-- GIVEN REQUEST 1 --
Pick out each line of the records that contains the word "suit", and copy those lines.

If you run a restaurant in Shelby, Boiling Springs, Kings Mountain, Forest City, or anywhere in Cleveland County, and your website has an online menu, a reservation form, or an online ordering system, you're in the single most-targeted industry category. That's not fear-mongering. That's what the 2025 lawsuit filing data says. And if you've been thinking about whether your website needs a redesign, accessibility compliance is the reason to do it now rather than later -- before a demand letter arrives in the mail.
An additional data point that should concern any business owner: 1,427 of the 2025 lawsuits targeted companies that had been previously sued. Serial litigation is a documented feature of this legal environment. If a plaintiff's attorney finds your website non-compliant and sues you, the odds are high that they'll return in subsequent years to check whether you actually fixed the problems. Paying a settlement without remediating the underlying accessibility issues doesn't close the door. It opens it wider for round two. And round three.1
95.9% of top websites fail WCAG - here are the four biggest violations
Yes - 95.9% of the top one million homepages have at least one detectable WCAG 2.1 failure, with an average of 51.4 errors per page. These are not exotic, hard-to-fix issues. They are fundamental problems in HTML and CSS that any competent developer can fix. The four most common violations - low contrast text, missing alt text, unlabeled form fields, and empty links - account for the majority of all WCAG failures and are the same issues plaintiffs' attorneys scan for with automated tools.
The WebAIM Million report, which runs automated scans across the homepages of the top one million websites, found that 95.9% of those homepages had at least one detectable WCAG 2.1 failure. The average number of detectable errors per homepage was 51.4. These aren't exotic, hard-to-fix issues. These are fundamental problems in the HTML and CSS that any competent developer can address.3 51 errors per page. On average. How many do you think your site has?
The four most common violations break down like this. Low contrast text appears on 83.9% of homepages. This means the color of text against its background doesn't meet the minimum contrast ratio of 4.5:1 for normal text or 3:1 for large text. Gray text on a white background, light gray text on a slightly darker gray background, white text over a photo without a sufficient dark overlay -- these are design choices that look clean and modern but fail WCAG. And they're among the easiest violations for automated scanners to detect, which means they're among the easiest for plaintiffs' attorneys to find.3 Low-hanging fruit for a lawsuit. Don't let it be your fruit.

-- GIVEN REQUEST 2 --
According to the accessibility article, on what share of homepages does low contrast text appear?

-- DATA TO USE --
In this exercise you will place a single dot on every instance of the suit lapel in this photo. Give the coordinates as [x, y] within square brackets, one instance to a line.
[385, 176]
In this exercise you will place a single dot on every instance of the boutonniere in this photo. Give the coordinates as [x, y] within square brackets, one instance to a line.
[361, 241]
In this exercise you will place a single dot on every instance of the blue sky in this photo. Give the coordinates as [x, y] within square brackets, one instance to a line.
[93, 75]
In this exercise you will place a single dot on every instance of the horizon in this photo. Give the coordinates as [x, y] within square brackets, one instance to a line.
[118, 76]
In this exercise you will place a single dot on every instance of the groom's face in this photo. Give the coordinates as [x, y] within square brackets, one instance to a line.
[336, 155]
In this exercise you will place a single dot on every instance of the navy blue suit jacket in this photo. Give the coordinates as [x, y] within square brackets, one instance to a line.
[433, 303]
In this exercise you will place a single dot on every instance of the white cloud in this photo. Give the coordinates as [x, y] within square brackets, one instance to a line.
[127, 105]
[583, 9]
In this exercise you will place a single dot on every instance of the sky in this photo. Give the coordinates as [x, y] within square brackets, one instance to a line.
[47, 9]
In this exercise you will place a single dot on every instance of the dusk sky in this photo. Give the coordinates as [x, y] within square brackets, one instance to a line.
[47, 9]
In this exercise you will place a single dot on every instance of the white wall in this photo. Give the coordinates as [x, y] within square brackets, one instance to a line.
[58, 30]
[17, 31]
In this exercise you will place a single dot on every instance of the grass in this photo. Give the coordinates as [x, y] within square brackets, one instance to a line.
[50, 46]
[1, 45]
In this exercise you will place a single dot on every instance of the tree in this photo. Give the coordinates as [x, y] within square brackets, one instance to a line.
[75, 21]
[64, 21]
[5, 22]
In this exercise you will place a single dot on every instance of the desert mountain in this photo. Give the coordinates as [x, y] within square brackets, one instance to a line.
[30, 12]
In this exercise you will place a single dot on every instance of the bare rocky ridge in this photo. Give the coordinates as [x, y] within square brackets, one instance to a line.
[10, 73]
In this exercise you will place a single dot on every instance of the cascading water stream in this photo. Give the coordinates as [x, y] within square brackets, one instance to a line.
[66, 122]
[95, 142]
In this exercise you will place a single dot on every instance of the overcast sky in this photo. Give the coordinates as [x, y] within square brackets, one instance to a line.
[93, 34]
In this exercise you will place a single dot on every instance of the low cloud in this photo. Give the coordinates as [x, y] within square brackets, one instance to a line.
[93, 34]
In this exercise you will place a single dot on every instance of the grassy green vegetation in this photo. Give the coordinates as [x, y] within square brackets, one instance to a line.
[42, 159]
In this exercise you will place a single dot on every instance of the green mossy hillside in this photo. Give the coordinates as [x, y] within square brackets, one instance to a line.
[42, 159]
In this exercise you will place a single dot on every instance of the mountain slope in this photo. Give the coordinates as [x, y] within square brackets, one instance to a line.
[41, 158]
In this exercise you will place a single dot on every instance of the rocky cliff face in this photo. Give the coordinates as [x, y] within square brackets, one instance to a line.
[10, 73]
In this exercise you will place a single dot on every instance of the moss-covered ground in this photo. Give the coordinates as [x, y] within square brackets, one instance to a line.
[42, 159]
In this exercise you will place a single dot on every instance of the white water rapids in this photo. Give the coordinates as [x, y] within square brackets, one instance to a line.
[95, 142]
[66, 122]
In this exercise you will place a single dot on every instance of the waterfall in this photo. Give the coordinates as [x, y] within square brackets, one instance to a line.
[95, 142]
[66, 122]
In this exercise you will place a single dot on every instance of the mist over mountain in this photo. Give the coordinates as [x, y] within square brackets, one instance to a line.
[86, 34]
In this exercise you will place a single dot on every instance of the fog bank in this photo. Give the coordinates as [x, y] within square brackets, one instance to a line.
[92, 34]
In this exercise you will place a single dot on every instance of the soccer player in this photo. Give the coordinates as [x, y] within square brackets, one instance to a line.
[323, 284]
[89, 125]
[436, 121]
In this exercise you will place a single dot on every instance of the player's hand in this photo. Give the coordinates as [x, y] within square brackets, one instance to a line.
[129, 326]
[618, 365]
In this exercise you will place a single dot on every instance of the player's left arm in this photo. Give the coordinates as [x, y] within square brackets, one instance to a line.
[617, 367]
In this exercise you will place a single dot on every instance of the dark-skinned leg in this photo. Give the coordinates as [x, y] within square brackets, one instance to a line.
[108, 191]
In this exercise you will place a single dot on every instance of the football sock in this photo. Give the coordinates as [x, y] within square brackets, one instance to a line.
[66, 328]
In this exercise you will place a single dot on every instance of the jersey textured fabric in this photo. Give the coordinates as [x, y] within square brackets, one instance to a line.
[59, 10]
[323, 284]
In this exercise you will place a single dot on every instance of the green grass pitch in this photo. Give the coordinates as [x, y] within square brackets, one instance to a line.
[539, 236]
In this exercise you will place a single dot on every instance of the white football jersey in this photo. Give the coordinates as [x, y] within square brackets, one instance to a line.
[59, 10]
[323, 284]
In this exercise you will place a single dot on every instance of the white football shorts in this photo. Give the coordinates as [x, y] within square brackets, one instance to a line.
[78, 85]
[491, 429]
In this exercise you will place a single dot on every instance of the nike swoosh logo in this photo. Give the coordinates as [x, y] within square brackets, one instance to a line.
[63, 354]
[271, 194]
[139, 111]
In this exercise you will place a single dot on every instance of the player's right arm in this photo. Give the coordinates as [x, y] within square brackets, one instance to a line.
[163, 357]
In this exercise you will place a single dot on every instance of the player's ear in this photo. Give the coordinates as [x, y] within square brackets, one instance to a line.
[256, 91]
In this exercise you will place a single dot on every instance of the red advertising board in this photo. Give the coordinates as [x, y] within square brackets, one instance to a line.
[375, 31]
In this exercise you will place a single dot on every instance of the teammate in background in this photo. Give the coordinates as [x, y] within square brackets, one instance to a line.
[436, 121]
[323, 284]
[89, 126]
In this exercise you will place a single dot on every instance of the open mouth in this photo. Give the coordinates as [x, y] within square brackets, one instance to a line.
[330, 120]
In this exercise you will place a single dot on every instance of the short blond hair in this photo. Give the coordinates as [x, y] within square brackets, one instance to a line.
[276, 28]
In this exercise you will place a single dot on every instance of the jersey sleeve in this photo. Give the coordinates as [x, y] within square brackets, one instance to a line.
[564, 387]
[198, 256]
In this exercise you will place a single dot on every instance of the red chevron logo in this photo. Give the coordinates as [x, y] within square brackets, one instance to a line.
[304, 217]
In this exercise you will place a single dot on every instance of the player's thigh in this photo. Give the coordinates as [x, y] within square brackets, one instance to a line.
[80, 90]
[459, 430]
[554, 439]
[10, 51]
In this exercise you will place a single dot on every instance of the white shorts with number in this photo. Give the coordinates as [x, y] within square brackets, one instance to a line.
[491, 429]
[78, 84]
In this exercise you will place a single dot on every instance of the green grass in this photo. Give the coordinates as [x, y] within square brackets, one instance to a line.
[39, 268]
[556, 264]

-- EXPECTED OUTPUT 1 --
In this exercise you will place a single dot on every instance of the suit lapel in this photo. Give the coordinates as [x, y] within square brackets, one instance to a line.
In this exercise you will place a single dot on every instance of the navy blue suit jacket in this photo. Give the coordinates as [x, y] within square brackets, one instance to a line.

-- EXPECTED OUTPUT 2 --
83.9% of homepages